** Records for the exercise **
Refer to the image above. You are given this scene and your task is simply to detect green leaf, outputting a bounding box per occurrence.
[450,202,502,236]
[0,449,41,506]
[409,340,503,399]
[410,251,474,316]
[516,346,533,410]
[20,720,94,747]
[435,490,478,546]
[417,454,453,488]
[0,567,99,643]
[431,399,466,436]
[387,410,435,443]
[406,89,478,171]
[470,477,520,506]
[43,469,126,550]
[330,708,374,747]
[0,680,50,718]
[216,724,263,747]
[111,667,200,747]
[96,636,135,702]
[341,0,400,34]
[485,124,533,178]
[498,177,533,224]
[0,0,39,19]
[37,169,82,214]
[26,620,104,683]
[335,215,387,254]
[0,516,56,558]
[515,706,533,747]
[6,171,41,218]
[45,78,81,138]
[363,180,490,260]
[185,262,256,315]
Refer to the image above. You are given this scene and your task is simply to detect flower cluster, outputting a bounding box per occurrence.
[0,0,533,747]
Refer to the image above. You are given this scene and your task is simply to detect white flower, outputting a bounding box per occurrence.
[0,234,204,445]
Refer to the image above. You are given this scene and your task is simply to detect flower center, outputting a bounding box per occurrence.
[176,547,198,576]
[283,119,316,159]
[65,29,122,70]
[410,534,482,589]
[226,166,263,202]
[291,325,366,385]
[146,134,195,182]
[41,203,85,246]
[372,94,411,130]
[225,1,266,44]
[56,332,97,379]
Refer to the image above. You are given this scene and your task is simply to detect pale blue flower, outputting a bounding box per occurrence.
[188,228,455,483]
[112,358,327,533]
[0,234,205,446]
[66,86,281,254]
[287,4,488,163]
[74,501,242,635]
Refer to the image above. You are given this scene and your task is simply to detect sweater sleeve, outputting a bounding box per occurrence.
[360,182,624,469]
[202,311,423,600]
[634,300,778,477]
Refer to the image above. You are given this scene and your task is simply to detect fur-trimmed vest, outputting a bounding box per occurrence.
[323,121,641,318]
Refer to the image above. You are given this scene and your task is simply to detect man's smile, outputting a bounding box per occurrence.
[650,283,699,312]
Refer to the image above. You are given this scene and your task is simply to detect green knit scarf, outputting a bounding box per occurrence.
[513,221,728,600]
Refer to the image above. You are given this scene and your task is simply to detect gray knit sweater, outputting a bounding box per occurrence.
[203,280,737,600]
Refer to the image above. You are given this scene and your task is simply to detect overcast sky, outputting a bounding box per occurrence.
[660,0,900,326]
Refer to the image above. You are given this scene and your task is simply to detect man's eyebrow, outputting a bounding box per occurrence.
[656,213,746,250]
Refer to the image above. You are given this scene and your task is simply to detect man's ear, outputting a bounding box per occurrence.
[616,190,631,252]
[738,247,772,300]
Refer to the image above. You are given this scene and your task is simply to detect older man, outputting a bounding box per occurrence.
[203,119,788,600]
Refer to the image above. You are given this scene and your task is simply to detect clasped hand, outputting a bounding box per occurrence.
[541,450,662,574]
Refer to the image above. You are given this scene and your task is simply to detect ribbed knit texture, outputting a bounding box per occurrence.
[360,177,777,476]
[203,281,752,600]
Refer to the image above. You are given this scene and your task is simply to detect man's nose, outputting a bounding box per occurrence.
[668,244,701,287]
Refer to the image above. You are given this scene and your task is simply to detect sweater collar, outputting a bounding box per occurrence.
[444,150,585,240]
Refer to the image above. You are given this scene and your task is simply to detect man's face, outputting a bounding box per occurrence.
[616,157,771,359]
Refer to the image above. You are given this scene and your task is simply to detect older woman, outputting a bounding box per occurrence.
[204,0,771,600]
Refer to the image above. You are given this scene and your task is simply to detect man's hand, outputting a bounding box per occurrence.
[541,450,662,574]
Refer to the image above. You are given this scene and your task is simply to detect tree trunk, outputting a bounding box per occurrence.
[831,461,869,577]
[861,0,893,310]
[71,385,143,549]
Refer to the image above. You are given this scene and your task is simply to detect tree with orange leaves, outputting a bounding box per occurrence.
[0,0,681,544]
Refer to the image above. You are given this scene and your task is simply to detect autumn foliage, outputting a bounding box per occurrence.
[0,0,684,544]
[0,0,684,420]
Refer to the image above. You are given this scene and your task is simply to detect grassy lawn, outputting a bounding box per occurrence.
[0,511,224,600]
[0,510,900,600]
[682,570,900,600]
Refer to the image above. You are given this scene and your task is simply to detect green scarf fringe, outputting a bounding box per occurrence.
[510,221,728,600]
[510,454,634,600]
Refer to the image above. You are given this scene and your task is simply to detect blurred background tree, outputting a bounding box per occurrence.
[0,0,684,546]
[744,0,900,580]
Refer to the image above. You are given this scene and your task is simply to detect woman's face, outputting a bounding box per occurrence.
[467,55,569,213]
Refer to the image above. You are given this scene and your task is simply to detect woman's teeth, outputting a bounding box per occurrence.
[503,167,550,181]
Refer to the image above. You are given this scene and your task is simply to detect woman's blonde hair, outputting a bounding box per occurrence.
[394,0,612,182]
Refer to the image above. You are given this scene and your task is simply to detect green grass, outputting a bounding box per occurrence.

** To be done **
Rewrite every item above with "outputting a bounding box per occurrence" changed to "returning one box for each instance", leaving all other wording unchanged.

** Complete output **
Refer to the image above. You are given this scene and your task is simply to detect green leaf, returning one box for each instance.
[450,202,502,236]
[0,449,41,506]
[409,340,503,399]
[410,251,474,316]
[516,346,533,410]
[20,720,94,747]
[435,490,478,546]
[417,454,453,488]
[0,567,99,643]
[431,399,466,436]
[387,410,435,443]
[406,89,478,171]
[470,477,520,506]
[43,469,126,550]
[330,708,374,747]
[0,680,50,718]
[216,724,263,747]
[111,667,200,747]
[96,636,135,702]
[341,0,400,34]
[485,124,533,178]
[498,177,533,224]
[0,0,39,19]
[37,169,82,214]
[26,620,104,683]
[335,215,387,254]
[0,516,56,558]
[515,706,533,747]
[6,171,41,218]
[45,78,81,138]
[363,180,490,260]
[185,262,256,315]
Refer to the image above. You are given this scene and your task is simply to detect flower cluster, returning one box for each instance.
[0,0,533,747]
Refer to the image above. You are given this scene and your task is simply to detect white flower, returning one box for each instance.
[0,234,204,445]
Refer to the image above. You are given this scene and your task is simply to detect flower center, returning one box for each instance.
[176,547,198,576]
[283,119,316,159]
[65,29,122,70]
[410,534,482,589]
[226,166,263,202]
[291,325,366,385]
[146,134,195,182]
[41,203,85,246]
[372,94,411,130]
[225,1,266,44]
[56,332,97,379]
Refer to the image above. You are given this scene and your task is simply to detect pale blue flower, returning one box for each instance.
[188,228,455,483]
[112,358,327,533]
[0,234,205,446]
[66,86,281,254]
[287,4,488,163]
[74,501,242,635]
Refer to the image above. You are given this scene and your task is simply to detect sweater sleeve, returning one box for each instance.
[360,182,624,469]
[202,311,423,600]
[634,300,778,477]
Refer to the image above. You are given this scene and your task is simply to detect fur-trimmed vest, returning one box for each instance.
[323,121,641,318]
Refer to the image above. You are given this scene and your task is simply to detect man's smile, returning one box for each instance.
[650,283,699,312]
Refer to the image above. You are given this scene and your task is simply to detect green knit scarf, returning one box for each instance.
[513,221,728,600]
Refer to the image above. You are given this scene and your task is simply to detect gray knit sweater, returning one box for each instance.
[203,280,737,600]
Refer to the image above. You are given this scene and your task is simply to detect overcast sky, returning one box for each instance.
[660,0,900,326]
Refer to the image above. You are given this scene and your task is simply to detect man's eyebrow, returning one box for each instance.
[656,213,746,250]
Refer to the image above. You are given this scene and your task is simply to detect man's ear, returning one box for each instance.
[616,190,631,252]
[738,247,772,300]
Refer to the image above. You are given this scene and your task is simply to detect older man, returning one box for each instance.
[203,119,788,600]
Refer to the image above. You are given this scene and your task is simply to detect clasped hand, returning one box for each instance.
[541,450,662,574]
Refer to the image above. You are given this scene and your task is simply to detect ribbed knit texture, returning one box for each instance.
[360,177,777,476]
[203,281,752,600]
Refer to the image above. You are given this scene and your task is simply to detect man's nose, returning one box for each instance.
[668,244,701,287]
Refer to the image above. You are given this scene and your task is simply to detect sweater collar, returning one box for each instance.
[444,150,585,240]
Refer to the image above. You are given this scene and your task is simply to detect man's face, returning one box for each instance.
[616,157,771,359]
Refer to the image above. You are given this scene and your task is simply to detect older woman, returning one box for each instance.
[204,0,771,600]
Refer to the image above. You are given this scene and your task is simply to detect man's hand, returning one box for each instance.
[541,450,662,574]
Refer to the image above. You are given this scene and your task is simply to detect tree trunk, returning one box for each instance.
[831,461,869,577]
[861,0,893,310]
[71,385,143,549]
Refer to the image above. You are given this scene and your task is simply to detect tree with orange leaves, returning one box for each instance.
[0,0,681,544]
Refer to the image above. You are given this scene and your task is simply to detect autumn foliage, returning one box for each instance.
[0,0,684,544]
[0,0,684,420]
Refer to the image above. You are given this scene and your task is simply to detect grassy lawn, returning one box for each instance.
[0,511,224,600]
[0,510,900,600]
[682,570,900,600]
Refer to the image above. You are given this scene and your task is simply to detect green scarf fringe, returning one box for each instance.
[510,221,728,600]
[510,454,634,600]
Refer to the image above. You are given this scene and your task is simply to detect blurred background tree, returning one box for each instance.
[0,0,684,546]
[744,0,900,580]
Refer to the image above. You are given this scene and your task is simply to detect woman's face, returning one box for each instance.
[467,55,569,213]
Refer to the image above. You are given this scene and your task is simply to detect woman's teeth, returning one box for each instance.
[503,167,550,181]
Refer to the image above. You are given this scene and your task is simply to detect woman's blonde hair, returning one box for each instance.
[394,0,612,182]
Refer to the image above. You are given this scene and your task is simply to detect green grass, returning one box for each instance.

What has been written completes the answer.